It makes a ton of sense that the rotator cuff assists with keeping the shoulder stable, it’s also one of the main reasons it can move. It makes a lot of sense that having the force behind such larger muscles overhead a smaller one, would lead to over use and recoup time needed. This helped me visualize how it occurs more using volleyball.


It can be hard to manage overuse injuries, particularly when it comes to sports. I played basketball my whole life, and have suffered some pretty serious shoulder dislocations and subluxations, so I know what it’s like to deal with overhead injuries! One of my favorite exercises to help rehab or set the shoulder up for better health in future endeavors is the kettelbell armbar. It not only forces the rotator cuff muscles to dynamically stabilize the joint, but it also helps integrate the scapulo-thoracic joint and breathing mechanics.


I played volleyball competitively for 6 years and one year in particular I participated in a ‘hitting’ camp. I’m sure you can guess what happened after spiking the ball 25,000 times in 2 days. I was in a lot of pain for a long time. If only I had YTU balls and a class to go to back then 🙂 We shouldn’t stop doing the things we love but we need to know how to support our bodies in the process- thanks Maya!

━━━━━━━━━━━━━━━━━━━━

WORK TASK 1: Decide whether each statement below agrees with the comments on shoulder injuries, answering yes or no and quoting the words that settle it: (a) One commenter played basketball for their entire life. (b) The armbar exercise is said to help integrate breathing mechanics. (c) The volleyball hitting camp lasted five days.
WORK TASK 2: Retype the comments on shoulder injuries from "It makes a ton" to "more using volleyball.".

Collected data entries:
━━━━━━━━━━━━━━━━━━━━

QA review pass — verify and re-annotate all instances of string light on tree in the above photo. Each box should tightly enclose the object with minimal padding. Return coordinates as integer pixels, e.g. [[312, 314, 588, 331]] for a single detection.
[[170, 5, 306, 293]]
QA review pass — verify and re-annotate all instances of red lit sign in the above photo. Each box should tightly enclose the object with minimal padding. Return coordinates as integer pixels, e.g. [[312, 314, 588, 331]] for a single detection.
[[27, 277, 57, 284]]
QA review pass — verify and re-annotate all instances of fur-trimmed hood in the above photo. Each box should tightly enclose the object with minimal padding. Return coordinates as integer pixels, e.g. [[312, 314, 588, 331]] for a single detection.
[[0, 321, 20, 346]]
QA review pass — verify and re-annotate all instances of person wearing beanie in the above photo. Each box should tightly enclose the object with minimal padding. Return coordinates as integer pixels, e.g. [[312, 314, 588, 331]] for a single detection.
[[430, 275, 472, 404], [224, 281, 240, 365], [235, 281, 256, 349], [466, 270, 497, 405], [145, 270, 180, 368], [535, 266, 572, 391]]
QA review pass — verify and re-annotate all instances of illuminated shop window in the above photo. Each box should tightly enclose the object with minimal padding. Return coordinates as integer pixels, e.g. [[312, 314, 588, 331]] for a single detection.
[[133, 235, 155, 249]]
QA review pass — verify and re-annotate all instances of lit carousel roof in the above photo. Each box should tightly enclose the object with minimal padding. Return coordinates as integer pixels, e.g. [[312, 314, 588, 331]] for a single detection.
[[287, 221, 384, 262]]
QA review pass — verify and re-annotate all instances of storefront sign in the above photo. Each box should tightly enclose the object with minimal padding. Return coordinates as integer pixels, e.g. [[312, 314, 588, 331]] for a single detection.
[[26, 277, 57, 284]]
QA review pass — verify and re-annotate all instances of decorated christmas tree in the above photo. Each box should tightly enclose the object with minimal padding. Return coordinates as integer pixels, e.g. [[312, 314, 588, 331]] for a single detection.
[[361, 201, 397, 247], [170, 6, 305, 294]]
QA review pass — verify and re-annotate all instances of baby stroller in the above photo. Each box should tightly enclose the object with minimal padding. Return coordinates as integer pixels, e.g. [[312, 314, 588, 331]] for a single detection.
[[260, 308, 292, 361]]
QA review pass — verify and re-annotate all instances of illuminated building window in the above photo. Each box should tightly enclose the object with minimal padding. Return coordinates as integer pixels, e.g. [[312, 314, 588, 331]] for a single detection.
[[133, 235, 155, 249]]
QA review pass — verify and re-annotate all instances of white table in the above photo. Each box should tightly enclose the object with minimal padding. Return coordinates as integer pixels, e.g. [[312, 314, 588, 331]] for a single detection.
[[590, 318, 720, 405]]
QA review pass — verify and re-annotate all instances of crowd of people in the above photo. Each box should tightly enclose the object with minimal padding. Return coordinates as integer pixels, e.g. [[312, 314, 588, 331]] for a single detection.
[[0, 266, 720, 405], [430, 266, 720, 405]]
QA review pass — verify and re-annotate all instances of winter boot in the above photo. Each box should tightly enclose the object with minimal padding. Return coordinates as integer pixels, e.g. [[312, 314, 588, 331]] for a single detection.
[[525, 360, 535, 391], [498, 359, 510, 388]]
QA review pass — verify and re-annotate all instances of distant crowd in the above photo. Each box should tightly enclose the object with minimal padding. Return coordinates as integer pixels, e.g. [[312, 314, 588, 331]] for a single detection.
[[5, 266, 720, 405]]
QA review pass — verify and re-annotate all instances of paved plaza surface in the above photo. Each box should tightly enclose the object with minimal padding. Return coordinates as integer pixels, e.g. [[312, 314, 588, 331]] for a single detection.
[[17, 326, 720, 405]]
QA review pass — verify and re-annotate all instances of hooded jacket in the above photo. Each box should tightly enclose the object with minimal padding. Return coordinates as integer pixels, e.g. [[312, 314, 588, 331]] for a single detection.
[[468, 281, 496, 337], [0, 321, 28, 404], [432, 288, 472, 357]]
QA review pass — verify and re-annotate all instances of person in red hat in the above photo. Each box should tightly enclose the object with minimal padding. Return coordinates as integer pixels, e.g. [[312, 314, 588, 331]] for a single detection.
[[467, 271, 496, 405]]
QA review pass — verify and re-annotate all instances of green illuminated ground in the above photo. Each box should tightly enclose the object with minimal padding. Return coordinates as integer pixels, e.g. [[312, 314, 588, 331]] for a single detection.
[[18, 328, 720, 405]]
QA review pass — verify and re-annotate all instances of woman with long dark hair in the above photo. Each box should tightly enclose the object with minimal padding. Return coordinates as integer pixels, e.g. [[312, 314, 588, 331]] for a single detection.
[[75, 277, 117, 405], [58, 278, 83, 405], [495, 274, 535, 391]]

━━━━━━━━━━━━━━━━━━━━

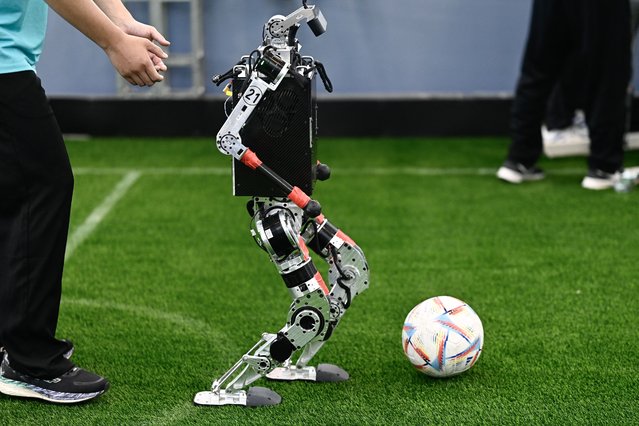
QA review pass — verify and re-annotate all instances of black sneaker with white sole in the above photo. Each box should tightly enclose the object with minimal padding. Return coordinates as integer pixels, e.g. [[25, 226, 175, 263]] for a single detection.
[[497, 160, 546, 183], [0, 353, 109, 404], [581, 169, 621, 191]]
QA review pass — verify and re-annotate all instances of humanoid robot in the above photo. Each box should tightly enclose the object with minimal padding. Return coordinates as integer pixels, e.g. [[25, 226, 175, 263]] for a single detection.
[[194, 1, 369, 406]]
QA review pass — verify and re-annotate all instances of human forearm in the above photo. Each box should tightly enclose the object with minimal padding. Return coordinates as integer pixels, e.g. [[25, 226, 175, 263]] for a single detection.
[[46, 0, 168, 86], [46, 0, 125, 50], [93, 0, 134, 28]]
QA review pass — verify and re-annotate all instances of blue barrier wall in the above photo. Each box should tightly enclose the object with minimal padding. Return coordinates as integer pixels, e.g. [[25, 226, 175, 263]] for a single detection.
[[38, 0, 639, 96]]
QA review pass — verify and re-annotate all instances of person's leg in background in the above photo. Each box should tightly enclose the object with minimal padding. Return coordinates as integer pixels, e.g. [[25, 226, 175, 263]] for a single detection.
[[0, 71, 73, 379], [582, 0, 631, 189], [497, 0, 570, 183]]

━━━━━━━━━━━━━━━━━━━━

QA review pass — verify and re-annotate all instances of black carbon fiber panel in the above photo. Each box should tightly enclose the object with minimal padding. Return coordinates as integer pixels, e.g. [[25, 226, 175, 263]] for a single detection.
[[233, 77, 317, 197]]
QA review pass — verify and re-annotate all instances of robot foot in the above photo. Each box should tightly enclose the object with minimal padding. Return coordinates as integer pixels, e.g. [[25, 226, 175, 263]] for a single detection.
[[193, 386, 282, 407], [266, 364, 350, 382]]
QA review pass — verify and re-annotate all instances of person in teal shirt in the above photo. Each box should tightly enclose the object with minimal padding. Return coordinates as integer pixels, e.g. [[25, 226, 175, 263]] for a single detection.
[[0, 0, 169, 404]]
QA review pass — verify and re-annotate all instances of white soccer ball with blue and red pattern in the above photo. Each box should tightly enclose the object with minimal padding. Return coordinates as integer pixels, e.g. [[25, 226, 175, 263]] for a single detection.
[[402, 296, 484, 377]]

━━━━━━━━━━━━━━━━━━━━

EXERCISE SOLUTION 1:
(a) Yes: "I played basketball my whole life"
(b) Yes: "it also helps integrate the scapulo-thoracic joint and breathing mechanics"
(c) No: "spiking the ball 25,000 times in 2 days"

EXERCISE SOLUTION 2:
It makes a ton of sense that the rotator cuff assists with keeping the shoulder stable, it’s also one of the main reasons it can move. It makes a lot of sense that having the force behind such larger muscles overhead a smaller one, would lead to over use and recoup time needed. This helped me visualize how it occurs more using volleyball.